▶ Selected excerpt
[Start of section]
- Logo of the Specialist Cadet School

Location
- Pasir Laba Camp Singapore
- Coordinates: 1°20′3.86″N 103°40′17.40″E﻿ / ﻿1.3344056°N 103.6715000°E

Information
- Former name: School of Section Leaders (SSL); School of Infantry Section Leaders (SISL); SAF Infantry Non-Commissioned Officers' School (SAFINCOS); School of Infantry Specialists (SISPEC);
- Type: Military training centre
- Motto: "With Pride We Lead"
- Established: 1 October 1970; 55 years ago
- Authority: Singapore Armed Forces
- Website: official website

= Specialist Cadet School =

Military training centre for non-commissioned officers in Singapore

The Specialist Cadet School (SCS, 见习士官学府, Sekolah Kadet Pakar, நிபுைத்துவ பயிற்சி அதிகாரிப் பள்ளி) is the military training centre for the Singapore Armed Forces' specialists, the equivalent of non-commissioned officers (NCOs) in other countries' armed forces. Made up of twelve companies divided into three schools (SCS I, SCS II, and SCS III), it is located in Pasir Laba Camp in the Western Water Catchment.
[End of section]
▶ Provided data
[Start of section]
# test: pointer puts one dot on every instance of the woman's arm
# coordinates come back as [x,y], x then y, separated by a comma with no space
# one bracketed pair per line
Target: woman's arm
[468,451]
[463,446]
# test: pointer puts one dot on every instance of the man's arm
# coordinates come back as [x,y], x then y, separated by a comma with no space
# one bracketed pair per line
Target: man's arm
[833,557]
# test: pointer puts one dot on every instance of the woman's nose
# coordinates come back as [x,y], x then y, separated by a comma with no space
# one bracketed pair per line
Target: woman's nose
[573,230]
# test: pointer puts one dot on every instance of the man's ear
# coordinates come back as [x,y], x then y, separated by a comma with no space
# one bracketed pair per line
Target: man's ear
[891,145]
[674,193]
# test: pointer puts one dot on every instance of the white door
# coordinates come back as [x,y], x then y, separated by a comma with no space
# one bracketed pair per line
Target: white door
[End of section]
▶ Exercise description
Retype the part of the Specialist Cadet School text from "Military training centre for non-commissioned" up to and including "Western Water Catchment.". You can ignore the rows.

▶ Exercise output
Military training centre for non-commissioned officers in Singapore

The Specialist Cadet School (SCS, 见习士官学府, Sekolah Kadet Pakar, நிபுைத்துவ பயிற்சி அதிகாரிப் பள்ளி) is the military training centre for the Singapore Armed Forces' specialists, the equivalent of non-commissioned officers (NCOs) in other countries' armed forces. Made up of twelve companies divided into three schools (SCS I, SCS II, and SCS III), it is located in Pasir Laba Camp in the Western Water Catchment.